# AIM
Copy only this range: the line with "red tank top." through the final line of the material, inclusive at both ends.

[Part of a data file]
━━━
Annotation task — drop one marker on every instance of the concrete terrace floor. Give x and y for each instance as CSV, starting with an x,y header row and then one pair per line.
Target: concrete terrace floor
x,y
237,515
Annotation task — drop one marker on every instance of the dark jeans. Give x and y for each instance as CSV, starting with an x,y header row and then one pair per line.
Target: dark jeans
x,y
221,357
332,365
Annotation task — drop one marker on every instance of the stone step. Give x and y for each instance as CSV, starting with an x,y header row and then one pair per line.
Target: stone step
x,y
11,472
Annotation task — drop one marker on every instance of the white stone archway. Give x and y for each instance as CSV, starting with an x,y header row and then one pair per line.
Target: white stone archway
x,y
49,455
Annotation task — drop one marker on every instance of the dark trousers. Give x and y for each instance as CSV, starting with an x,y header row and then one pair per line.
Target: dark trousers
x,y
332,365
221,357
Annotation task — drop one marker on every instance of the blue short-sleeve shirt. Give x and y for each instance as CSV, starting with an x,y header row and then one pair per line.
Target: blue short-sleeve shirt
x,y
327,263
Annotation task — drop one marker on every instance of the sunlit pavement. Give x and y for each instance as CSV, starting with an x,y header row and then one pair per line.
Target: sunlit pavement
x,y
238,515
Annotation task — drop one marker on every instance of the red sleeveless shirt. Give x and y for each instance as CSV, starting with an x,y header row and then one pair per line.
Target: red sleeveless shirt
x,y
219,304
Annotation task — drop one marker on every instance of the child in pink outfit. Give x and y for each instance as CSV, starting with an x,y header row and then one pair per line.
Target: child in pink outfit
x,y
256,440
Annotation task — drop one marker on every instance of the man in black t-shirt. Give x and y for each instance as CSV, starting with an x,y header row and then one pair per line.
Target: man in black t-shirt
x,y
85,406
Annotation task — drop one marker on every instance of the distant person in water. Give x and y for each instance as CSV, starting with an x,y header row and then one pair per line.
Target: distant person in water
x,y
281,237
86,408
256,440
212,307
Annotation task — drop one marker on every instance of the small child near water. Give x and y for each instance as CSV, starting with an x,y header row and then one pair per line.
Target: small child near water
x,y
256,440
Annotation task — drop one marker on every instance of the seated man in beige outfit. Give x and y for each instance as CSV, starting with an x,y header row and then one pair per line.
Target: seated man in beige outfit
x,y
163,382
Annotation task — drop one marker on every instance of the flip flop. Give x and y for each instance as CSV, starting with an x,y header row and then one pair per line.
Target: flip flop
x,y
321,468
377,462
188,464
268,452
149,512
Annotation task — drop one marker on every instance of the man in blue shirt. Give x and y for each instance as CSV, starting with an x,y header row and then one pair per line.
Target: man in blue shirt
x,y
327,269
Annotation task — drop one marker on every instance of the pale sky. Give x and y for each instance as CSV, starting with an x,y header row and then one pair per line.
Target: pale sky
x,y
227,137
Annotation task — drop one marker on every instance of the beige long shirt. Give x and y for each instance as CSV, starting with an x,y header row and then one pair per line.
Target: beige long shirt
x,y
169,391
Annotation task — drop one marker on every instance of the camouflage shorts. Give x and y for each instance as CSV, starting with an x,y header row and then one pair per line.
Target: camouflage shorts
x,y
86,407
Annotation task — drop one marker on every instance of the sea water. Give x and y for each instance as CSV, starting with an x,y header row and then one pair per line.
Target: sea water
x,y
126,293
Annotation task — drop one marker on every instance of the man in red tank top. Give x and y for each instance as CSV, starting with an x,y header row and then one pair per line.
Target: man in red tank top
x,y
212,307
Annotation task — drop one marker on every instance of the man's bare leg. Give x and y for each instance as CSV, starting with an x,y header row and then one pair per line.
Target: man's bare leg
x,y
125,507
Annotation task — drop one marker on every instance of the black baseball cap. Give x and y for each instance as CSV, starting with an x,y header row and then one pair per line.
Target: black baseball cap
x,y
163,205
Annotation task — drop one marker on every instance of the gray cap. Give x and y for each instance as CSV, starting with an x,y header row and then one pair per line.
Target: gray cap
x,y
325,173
━━━
# ANSWER TO THE EXERCISE
Annotation task — drop one marker on every instance of the man in red tank top. Give x and y for each instance as CSV, starting with an x,y header row and then one pair per line.
Target: man in red tank top
x,y
212,307
Annotation task — drop one marker on every instance of the man's bare leg. Give x and y for each instance as CSV, starting with an x,y header row and then one pair per line.
Target: man's bare leg
x,y
125,507
Annotation task — drop one marker on every instance of the black baseball cap. Give x and y for each instance as CSV, starting with an x,y header row and then one pair per line.
Target: black baseball cap
x,y
163,205
Annotation task — drop one marker on every instance of the gray cap. Give x and y for each instance as CSV, starting with an x,y header row and then one pair per line.
Target: gray cap
x,y
325,173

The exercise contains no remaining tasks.